Content starts

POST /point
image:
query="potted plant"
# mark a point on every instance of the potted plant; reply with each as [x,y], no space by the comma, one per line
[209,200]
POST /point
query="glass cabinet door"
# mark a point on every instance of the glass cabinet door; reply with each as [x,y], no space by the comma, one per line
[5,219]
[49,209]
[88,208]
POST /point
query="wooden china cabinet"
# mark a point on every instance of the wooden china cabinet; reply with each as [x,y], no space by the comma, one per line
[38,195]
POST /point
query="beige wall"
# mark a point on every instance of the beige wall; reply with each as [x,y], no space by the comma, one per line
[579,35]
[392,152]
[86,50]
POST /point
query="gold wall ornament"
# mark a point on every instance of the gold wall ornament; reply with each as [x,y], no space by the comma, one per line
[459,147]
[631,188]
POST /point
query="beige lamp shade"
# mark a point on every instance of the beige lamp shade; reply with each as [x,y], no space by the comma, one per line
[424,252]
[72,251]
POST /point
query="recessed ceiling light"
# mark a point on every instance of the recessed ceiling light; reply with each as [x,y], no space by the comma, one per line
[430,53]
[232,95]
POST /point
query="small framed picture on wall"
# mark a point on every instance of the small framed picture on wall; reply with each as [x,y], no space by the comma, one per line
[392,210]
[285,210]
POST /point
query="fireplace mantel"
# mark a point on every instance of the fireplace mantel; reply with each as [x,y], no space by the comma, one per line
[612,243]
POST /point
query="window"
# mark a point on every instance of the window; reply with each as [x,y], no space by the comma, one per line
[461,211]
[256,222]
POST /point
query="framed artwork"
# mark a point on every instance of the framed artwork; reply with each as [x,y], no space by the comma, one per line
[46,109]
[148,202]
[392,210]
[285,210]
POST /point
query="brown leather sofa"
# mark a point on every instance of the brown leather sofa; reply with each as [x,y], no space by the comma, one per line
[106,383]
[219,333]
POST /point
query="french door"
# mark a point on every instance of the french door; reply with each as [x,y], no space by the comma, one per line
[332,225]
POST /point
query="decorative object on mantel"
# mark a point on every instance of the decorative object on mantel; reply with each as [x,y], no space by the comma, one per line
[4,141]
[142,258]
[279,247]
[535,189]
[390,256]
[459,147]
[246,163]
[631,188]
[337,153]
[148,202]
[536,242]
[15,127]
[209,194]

Content ends

▶ **Task brief**: Give back every line of the material, exactly as written.

▶ **Result of this task**:
POST /point
image:
query="potted plant"
# mark a point on every instance of the potted plant; reply with each as [x,y], no space by the comma, one per line
[209,200]
POST /point
query="glass cabinet door"
# mark a point on every instance of the glass cabinet door; reply with each as [x,y], no space by the comma, one per line
[5,219]
[49,209]
[88,208]
POST /point
query="wooden china cabinet"
# mark a point on every instance of the wooden china cabinet; reply with each as [x,y], no space by the comma, one per line
[38,195]
POST /point
query="beige wall"
# mark a point on every instance of the beige wall; reply with each as [x,y], no space by the comma, one per line
[579,35]
[392,152]
[86,50]
POST /point
query="gold wall ornament"
# mark a point on every instance of the gold wall ornament; reply with each as [x,y], no space by the comma, one per line
[459,147]
[631,188]
POST /point
query="beige lamp shade"
# mark a point on every instance of the beige lamp shade; reply with each as [x,y], no space by the comma, one per line
[424,252]
[72,251]
POST /point
query="recessed ceiling light"
# mark a point on every instance of the recessed ceiling light; reply with each as [x,y], no space by the comma, one per line
[430,53]
[232,95]
POST /point
query="small framed picture on wall"
# mark a point on every instance of the small framed picture on wall; reply with each as [x,y], no space by the comma, one per line
[392,210]
[285,210]
POST /point
query="fireplace mantel"
# mark a point on every instance of the fireplace mantel; reply with each as [x,y], no space by the comma, one per line
[612,243]
POST /point
query="window"
# mark a point on every instance of the window; reply with each as [x,y], no space by the comma, one per line
[461,211]
[256,222]
POST /point
query="framed artwork"
# mark a point on every instance of the framed artwork; reply with each as [x,y], no space by the comma, one per line
[46,109]
[148,202]
[392,210]
[285,210]
POST /point
query="brown leather sofa"
# mark a point on every instance of the brown leather sofa; reply with each as [x,y], no space by the comma, one per line
[106,383]
[219,333]
POST /point
query="french door"
# mark a point on every instance of the french door; reply with each as [x,y], no space by the comma, one per line
[332,225]
POST /point
query="decorative object on mantel"
# mark a point on every instance of the decorative object on mantel; reply with each as [x,y], no space by the comma, one per line
[4,141]
[142,258]
[279,247]
[535,189]
[390,256]
[459,147]
[246,163]
[631,188]
[337,153]
[148,202]
[536,242]
[15,127]
[209,194]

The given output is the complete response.